Dr Loftus and colleagues from Minnesota previously reported that the prevalence of Crohn's disease and ulcerative colitis in Olmsted County, Minnesota, had risen between 1940 and 1993.
The doctors sought to update the incidence and prevalence of these conditions in there region through 2000.
The team used the Rochester Epidemiology Project, which allows population-based studies of disease in county residents.
Crohn's disease and ulcerative colitis were defined by previously used criteria.
The team identified county residents newly diagnosed between 1990 and 2000 as incidence cases.
|Since 1991, the prevalence of Crohn's increased by 31%|
|Inflammatory Bowel Diseases|
Prevalence cases were identified as persons with these conditions alive and residing in the county in 2001.
All rates were adjusted to 2000 US Census figures for whites.
The researchers found that from 1990 to 2000 the adjusted annual incidence rates for ulcerative colitis were 9 cases per 100,000.
The annual incidence rates for Crohn's disease were 8 per 100,000.
The team of doctors noted that these rates were not significantly different from rates observed between 1970 and 1979.
The doctors found that in 2001, there were 220 residents with Crohn's disease, for an adjusted prevalence of 174 per 100,000.
------
> Work request A: Reproduce the Olmsted County inflammatory bowel disease report from "Dr Loftus and" up to and including "in county residents.".
> Work request B:
In the Olmsted County inflammatory bowel disease report:
(i) Which resource did the team use for its population-based study?
(ii) What was the adjusted annual incidence rate for ulcerative colitis from 1990 to 2000?
(iii) How many county residents had Crohn's disease in 2001?
------
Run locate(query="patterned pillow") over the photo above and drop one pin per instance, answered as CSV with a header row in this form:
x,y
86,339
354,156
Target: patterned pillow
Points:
------
> Answer space A:
Dr Loftus and colleagues from Minnesota previously reported that the prevalence of Crohn's disease and ulcerative colitis in Olmsted County, Minnesota, had risen between 1940 and 1993.
The doctors sought to update the incidence and prevalence of these conditions in there region through 2000.
The team used the Rochester Epidemiology Project, which allows population-based studies of disease in county residents.

> Answer space B:
(i) The Rochester Epidemiology Project
(ii) 9 cases per 100,000
(iii) 220